[DATA FOR THIS TASK Boundary: Start]
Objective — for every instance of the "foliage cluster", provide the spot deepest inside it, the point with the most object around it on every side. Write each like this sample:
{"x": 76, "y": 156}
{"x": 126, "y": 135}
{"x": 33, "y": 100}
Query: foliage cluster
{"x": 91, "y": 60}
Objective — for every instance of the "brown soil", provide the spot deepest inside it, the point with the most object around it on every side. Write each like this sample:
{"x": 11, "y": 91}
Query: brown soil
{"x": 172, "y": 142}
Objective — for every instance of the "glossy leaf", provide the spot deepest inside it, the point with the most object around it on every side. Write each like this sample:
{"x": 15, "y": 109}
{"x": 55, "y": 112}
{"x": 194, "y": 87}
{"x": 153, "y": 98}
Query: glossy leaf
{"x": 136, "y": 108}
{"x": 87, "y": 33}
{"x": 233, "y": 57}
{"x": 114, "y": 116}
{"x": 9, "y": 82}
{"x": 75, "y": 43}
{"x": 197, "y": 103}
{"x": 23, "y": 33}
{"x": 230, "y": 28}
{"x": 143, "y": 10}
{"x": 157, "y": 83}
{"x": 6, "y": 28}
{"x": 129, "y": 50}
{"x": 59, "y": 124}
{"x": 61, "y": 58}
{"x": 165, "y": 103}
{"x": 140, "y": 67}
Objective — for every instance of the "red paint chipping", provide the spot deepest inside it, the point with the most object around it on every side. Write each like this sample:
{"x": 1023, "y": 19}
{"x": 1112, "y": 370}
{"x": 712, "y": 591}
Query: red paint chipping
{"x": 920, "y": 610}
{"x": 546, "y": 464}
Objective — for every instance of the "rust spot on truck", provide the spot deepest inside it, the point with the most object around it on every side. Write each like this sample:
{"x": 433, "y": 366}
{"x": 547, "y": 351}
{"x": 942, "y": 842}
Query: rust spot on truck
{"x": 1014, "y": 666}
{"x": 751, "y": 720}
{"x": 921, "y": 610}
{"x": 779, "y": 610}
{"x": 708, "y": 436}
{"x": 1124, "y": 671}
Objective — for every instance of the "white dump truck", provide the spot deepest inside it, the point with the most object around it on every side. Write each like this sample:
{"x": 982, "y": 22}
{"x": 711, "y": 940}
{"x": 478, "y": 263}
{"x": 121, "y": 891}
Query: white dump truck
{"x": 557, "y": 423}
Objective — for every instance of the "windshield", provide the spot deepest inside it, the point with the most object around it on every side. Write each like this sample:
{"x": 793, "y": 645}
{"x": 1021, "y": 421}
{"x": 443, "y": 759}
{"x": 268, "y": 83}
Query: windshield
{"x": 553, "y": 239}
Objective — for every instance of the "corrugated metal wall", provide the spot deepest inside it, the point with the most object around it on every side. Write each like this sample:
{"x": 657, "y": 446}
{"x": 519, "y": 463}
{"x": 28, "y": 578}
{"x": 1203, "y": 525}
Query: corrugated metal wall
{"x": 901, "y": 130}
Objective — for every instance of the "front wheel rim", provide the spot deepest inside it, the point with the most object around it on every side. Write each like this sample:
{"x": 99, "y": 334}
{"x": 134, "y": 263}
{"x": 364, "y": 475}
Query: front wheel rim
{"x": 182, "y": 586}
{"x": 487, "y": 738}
[DATA FOR THIS TASK Boundary: End]
Reply with the complete data above, every character as it stands.

ANSWER TO THIS TASK
Objective — for every instance of the "foliage cluster", provide the spot deepest inside it, the point with the most object around it on every side. Write each like this sample:
{"x": 76, "y": 156}
{"x": 126, "y": 135}
{"x": 33, "y": 100}
Query: foliage cluster
{"x": 91, "y": 60}
Objective — for every instance of the "brown soil", provide the spot deepest inside it, the point with the most object around it on every side. Write each like this sample:
{"x": 11, "y": 91}
Query: brown soil
{"x": 172, "y": 142}
Objective — for every instance of the "glossy leaf", provide the spot deepest inside it, the point with the most object around it on every side. Write each like this sample:
{"x": 15, "y": 109}
{"x": 55, "y": 112}
{"x": 194, "y": 87}
{"x": 153, "y": 98}
Query: glossy leaf
{"x": 136, "y": 108}
{"x": 87, "y": 33}
{"x": 233, "y": 57}
{"x": 114, "y": 116}
{"x": 9, "y": 82}
{"x": 75, "y": 43}
{"x": 197, "y": 103}
{"x": 23, "y": 33}
{"x": 230, "y": 28}
{"x": 143, "y": 10}
{"x": 157, "y": 83}
{"x": 6, "y": 28}
{"x": 129, "y": 50}
{"x": 59, "y": 124}
{"x": 61, "y": 58}
{"x": 165, "y": 103}
{"x": 140, "y": 67}
Objective — for every instance of the "red paint chipping", provide the spot deepest inside it, the point with the most object around it on every side. Write each like this sample:
{"x": 1023, "y": 19}
{"x": 1112, "y": 370}
{"x": 712, "y": 591}
Query: red paint chipping
{"x": 920, "y": 610}
{"x": 546, "y": 464}
Objective — for every instance of the "rust spot on truck", provide the spot deepest inside it, the point with the most object around it on every side. Write each like this sample:
{"x": 433, "y": 366}
{"x": 547, "y": 351}
{"x": 942, "y": 842}
Query: rust spot on truck
{"x": 1014, "y": 666}
{"x": 751, "y": 720}
{"x": 921, "y": 610}
{"x": 779, "y": 610}
{"x": 708, "y": 436}
{"x": 1124, "y": 671}
Objective — for every instance of the "white dump truck", provide the spot deepest inside it, the point with the most object around it on every side. Write each like this sample:
{"x": 982, "y": 22}
{"x": 711, "y": 940}
{"x": 478, "y": 263}
{"x": 121, "y": 891}
Query: white dump truck
{"x": 557, "y": 423}
Objective — for every instance of the "windshield", provide the spot deepest inside it, the point with the most object around it on every side. Write each like this sample:
{"x": 793, "y": 645}
{"x": 1021, "y": 421}
{"x": 443, "y": 759}
{"x": 268, "y": 83}
Query: windshield
{"x": 553, "y": 239}
Objective — for every instance of the "corrugated metal wall", provide the spot deepest inside it, the point with the most object around it on every side. Write each like this sample:
{"x": 657, "y": 446}
{"x": 519, "y": 463}
{"x": 28, "y": 578}
{"x": 1203, "y": 525}
Query: corrugated metal wall
{"x": 901, "y": 130}
Objective — for every instance of the "front wheel rim", provide the spot deepest inside it, the point with the most object around it on every side. Write each like this sample:
{"x": 99, "y": 334}
{"x": 134, "y": 263}
{"x": 364, "y": 475}
Query: front wheel rim
{"x": 182, "y": 586}
{"x": 487, "y": 738}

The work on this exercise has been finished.